### [Extracted text]

Friday, June 23, 2006

BLOG on 6th Annual Family History Technology Workshop

(Sorry for the long post. However, my notes from this conference have come up in conversation recently, so I wanted to post them online. They were previously circulated via email.)

6th Annual Family History Technology Workshop

Conference notes by David Lifferth of Provo Labs.

I was able to attend the 6th (or 7th depending on who you ask) Family History Technology Workshop at BYU yesterday. The 1 day conference was packed full of great information that was relevant not only to Family History, but to almost every other information technology or Internet based industry. I am very glad that I went and there are dozens of ideas that we can apply directly to what we are doing in our business models. I have the conference notebook if anyone would like to see the papers that were presented there. I also digitally recorded several of the key presentations if anyone would like to listen in.

The day started off with the Keynote Address by Peter Norvig of Google. He is an amazing individual with an incredible background. He is the Director of Machine Learning at Google and has been at Google since 2001. Prior to that he was a Fellow of American Association of Artificial Intelligence, a senior computer science at NASA, and head of the Computational Sciences Division at Ames Research Center. He has written a number of books and for someone as technical as he is, he came across as very personable and easy going.

Since his presentation was the main reason that I went to the conference, I took a lot of notes. I will summarize them and attempt to extrapolate what he said into our business modes.

Norvig displayed a map of the world that showed the density of Google queries. He quoted "the best way to predict the future is to invent it." That came from several sources. "Search engines should be as useful as HAL 2000 in the Space Odyssey but not kill anyone."

He presented the "6 W's" of improving searching:
Who-Queries need to be customized to who you are. This requires personalization.
What-What type of information do you really want. Don't return results that you don't want.
Where-Localized results including search results from you own computer and local servers.
When-Results should be timely (current results) and fast
How-results beyond 2.5 query terms and top 10 results.
Wallet-Make it easy to buy info and goods

Topic of Who (search query personalization)

He gave the example of searching for the term Jaguar. (This is also the search example that we use) He doesn't want anything about cars, animals, or sports teams only about the Mac OS. Search results should also include results from files on his local machine and file servers. He described the value of FlikR type tagging for images and other media objects. (We should allow tagging of our image collection.) Blogs and forums are valuable if they are relevant to you. He showed an example of a lady that participates in camera and photography blogs and has averaged 200 entries a day for several years. He likes the Wikipedia because it is up to date.

Britannica encyclopedia also has errors and typos but it takes several years to get their content to market. Blogs needs search engine optimization. He likes type-ahead features that show current similar queries that others have used.

General knowledge must be understood in order to share ideas.
Communication is only effective if we have a common understanding. His example of "Water flows downhill" is that unless you understand that principle that other related ideas can't be effectively communicated. He said that artificial intelligence can play a roll in helping general knowledge become useful in conveying ideas. What Google is indexing the close captions of video to allow video to be searched.

### [Extracted information]
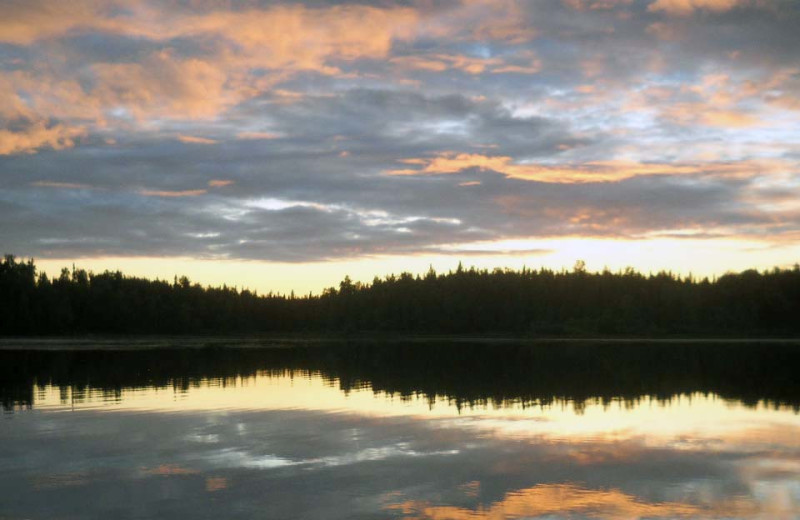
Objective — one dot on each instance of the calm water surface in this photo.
(415, 431)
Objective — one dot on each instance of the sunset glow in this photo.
(281, 145)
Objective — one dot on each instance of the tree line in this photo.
(534, 302)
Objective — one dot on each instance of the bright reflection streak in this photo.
(695, 415)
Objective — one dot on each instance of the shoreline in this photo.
(284, 341)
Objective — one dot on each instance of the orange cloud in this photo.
(167, 193)
(164, 85)
(257, 135)
(594, 171)
(561, 499)
(686, 7)
(281, 40)
(441, 62)
(195, 140)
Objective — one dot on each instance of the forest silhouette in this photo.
(525, 302)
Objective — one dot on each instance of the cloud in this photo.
(62, 185)
(169, 194)
(595, 171)
(392, 128)
(38, 135)
(686, 7)
(190, 139)
(257, 135)
(556, 499)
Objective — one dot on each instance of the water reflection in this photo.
(358, 433)
(464, 374)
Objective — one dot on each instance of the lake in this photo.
(414, 430)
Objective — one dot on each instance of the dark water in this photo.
(422, 431)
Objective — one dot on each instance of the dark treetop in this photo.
(527, 302)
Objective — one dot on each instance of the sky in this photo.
(281, 145)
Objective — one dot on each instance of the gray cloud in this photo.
(201, 143)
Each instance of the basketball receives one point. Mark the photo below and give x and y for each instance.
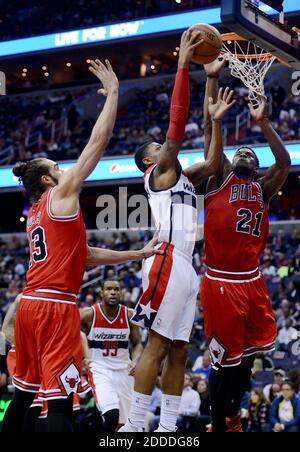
(210, 49)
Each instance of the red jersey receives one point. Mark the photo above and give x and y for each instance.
(57, 252)
(236, 226)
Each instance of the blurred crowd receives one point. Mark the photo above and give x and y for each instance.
(20, 19)
(55, 124)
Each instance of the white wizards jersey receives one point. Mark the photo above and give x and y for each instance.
(109, 339)
(175, 210)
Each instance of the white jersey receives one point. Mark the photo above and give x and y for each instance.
(109, 339)
(175, 210)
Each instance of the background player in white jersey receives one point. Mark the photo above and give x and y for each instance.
(167, 306)
(111, 370)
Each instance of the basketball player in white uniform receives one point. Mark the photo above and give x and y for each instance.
(111, 370)
(170, 286)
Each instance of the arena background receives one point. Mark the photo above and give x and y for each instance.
(49, 108)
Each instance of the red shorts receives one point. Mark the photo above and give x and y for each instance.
(48, 349)
(238, 318)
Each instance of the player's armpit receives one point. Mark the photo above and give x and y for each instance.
(273, 181)
(201, 172)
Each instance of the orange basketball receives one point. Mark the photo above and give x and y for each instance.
(210, 49)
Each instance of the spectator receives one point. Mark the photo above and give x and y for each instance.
(285, 410)
(204, 418)
(202, 365)
(258, 411)
(287, 334)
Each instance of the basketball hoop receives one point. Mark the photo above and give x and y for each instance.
(249, 62)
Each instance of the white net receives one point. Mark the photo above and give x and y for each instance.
(250, 64)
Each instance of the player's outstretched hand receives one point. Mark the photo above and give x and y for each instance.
(218, 110)
(190, 39)
(131, 368)
(150, 249)
(106, 75)
(258, 113)
(213, 69)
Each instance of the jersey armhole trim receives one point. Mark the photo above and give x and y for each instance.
(178, 175)
(93, 321)
(228, 178)
(62, 218)
(127, 316)
(262, 194)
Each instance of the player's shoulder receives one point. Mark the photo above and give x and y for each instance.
(129, 312)
(86, 313)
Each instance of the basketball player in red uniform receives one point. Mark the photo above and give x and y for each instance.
(39, 407)
(237, 310)
(47, 330)
(111, 369)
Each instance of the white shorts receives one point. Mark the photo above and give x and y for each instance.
(112, 390)
(168, 302)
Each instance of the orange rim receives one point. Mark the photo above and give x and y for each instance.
(232, 37)
(254, 56)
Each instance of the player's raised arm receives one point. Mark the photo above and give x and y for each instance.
(277, 173)
(167, 158)
(70, 182)
(213, 71)
(214, 164)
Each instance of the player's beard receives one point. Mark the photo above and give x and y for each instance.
(55, 180)
(243, 171)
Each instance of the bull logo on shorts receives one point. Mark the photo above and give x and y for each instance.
(69, 378)
(72, 382)
(216, 350)
(216, 353)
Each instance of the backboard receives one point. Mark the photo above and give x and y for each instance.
(246, 18)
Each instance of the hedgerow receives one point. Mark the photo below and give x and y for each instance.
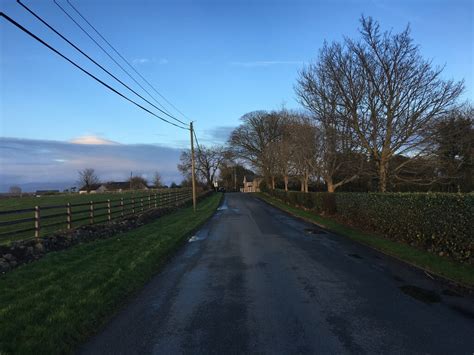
(440, 223)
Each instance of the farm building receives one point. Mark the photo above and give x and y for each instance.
(251, 184)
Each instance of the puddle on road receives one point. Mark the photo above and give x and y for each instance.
(451, 293)
(464, 312)
(195, 238)
(314, 231)
(398, 278)
(421, 294)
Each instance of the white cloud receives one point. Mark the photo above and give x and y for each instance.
(34, 164)
(266, 63)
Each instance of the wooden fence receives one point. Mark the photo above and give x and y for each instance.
(39, 221)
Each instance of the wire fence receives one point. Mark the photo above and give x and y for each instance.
(39, 221)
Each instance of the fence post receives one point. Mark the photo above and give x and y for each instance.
(109, 211)
(37, 221)
(68, 216)
(91, 212)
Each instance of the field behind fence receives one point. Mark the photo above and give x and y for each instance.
(33, 217)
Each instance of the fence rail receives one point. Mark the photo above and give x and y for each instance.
(39, 221)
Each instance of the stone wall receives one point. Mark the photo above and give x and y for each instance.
(21, 252)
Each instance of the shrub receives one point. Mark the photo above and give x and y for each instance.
(440, 223)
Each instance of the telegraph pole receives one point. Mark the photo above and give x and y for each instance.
(191, 131)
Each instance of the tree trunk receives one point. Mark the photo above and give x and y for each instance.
(330, 185)
(383, 176)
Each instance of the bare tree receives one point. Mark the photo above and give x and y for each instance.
(208, 161)
(336, 162)
(87, 178)
(389, 95)
(254, 141)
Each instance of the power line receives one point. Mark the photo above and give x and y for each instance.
(118, 64)
(9, 19)
(92, 60)
(123, 58)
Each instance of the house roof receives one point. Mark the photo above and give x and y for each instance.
(118, 185)
(91, 187)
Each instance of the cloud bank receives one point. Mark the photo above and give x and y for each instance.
(37, 164)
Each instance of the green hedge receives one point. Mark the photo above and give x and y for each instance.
(440, 223)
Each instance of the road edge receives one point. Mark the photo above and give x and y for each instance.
(430, 274)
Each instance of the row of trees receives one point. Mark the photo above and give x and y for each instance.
(286, 146)
(376, 112)
(88, 177)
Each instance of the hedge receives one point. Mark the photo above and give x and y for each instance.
(440, 223)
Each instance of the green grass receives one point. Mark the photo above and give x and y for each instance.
(52, 305)
(460, 273)
(79, 212)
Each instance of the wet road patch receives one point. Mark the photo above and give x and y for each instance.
(314, 231)
(421, 294)
(451, 293)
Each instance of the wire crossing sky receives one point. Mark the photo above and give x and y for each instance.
(213, 60)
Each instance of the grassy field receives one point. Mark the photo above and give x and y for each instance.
(80, 213)
(460, 273)
(52, 305)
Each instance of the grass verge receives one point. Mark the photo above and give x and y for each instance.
(450, 270)
(52, 305)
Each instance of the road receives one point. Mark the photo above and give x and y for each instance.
(256, 280)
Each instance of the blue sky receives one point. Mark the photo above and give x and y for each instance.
(215, 60)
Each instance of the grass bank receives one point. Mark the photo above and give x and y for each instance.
(459, 273)
(52, 305)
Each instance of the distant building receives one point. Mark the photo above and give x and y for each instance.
(46, 192)
(93, 189)
(112, 186)
(251, 184)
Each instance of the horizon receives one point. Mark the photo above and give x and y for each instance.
(215, 61)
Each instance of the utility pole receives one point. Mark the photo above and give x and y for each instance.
(235, 179)
(193, 177)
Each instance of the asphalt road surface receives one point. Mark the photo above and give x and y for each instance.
(256, 280)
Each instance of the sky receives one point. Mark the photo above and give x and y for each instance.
(214, 60)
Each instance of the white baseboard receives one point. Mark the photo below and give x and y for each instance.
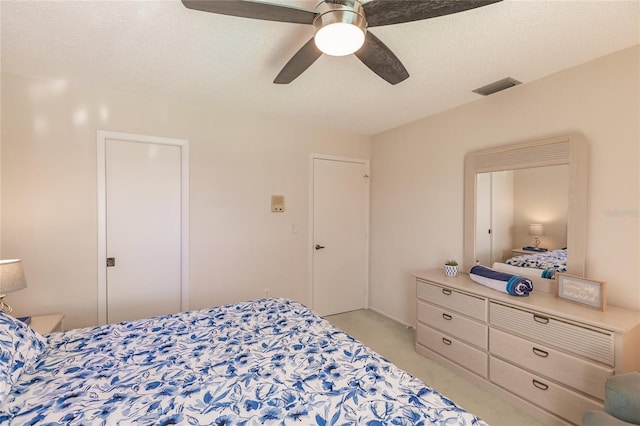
(392, 317)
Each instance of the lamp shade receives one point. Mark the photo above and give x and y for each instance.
(340, 28)
(11, 276)
(536, 229)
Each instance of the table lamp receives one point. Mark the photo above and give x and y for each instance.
(11, 279)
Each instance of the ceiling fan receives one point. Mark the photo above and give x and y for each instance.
(341, 28)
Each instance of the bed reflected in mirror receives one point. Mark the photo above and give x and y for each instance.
(516, 208)
(527, 199)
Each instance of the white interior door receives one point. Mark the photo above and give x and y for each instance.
(340, 235)
(144, 229)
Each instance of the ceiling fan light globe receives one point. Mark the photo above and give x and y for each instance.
(339, 39)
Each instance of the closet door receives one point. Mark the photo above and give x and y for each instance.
(143, 220)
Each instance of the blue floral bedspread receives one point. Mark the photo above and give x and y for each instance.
(270, 361)
(555, 260)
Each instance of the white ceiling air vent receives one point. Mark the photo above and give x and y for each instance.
(497, 86)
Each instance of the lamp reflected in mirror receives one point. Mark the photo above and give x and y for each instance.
(11, 279)
(536, 230)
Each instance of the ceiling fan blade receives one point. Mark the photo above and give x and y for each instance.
(253, 9)
(389, 12)
(298, 64)
(381, 60)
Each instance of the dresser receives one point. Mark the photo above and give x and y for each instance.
(548, 356)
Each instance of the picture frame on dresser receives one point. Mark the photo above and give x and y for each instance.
(582, 290)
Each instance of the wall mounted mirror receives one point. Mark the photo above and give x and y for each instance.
(513, 192)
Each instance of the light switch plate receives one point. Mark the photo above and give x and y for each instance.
(277, 203)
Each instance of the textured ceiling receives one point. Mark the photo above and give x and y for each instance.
(162, 48)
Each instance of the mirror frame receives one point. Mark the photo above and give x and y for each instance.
(571, 150)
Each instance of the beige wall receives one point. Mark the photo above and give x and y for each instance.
(417, 176)
(238, 247)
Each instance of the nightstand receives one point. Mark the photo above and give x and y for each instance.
(45, 324)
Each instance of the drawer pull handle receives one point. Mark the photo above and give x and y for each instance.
(540, 352)
(540, 319)
(540, 385)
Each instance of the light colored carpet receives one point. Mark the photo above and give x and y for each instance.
(396, 342)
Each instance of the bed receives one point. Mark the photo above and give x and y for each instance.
(270, 361)
(543, 264)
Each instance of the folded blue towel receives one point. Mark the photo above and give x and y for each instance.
(514, 285)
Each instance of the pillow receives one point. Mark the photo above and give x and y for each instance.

### [Set problem]
Rewrite the paragraph in the blog post that begins "I was able to attend" as a short bulleted list that keeps its main facts. Rely on the blog post alone for what follows.

### [Response to this task]
- The writer attended the 6th (or 7th, depending on who you ask) Family History Technology Workshop at BYU the day before.
- The one-day conference was packed with information relevant to family history and to almost every other information technology or Internet-based industry.
- The writer was glad to have gone and found dozens of ideas that apply directly to their business models.
- The writer has the conference notebook with the papers presented and will show it to anyone interested.
- The writer digitally recorded several key presentations and offers them to anyone who wants to listen.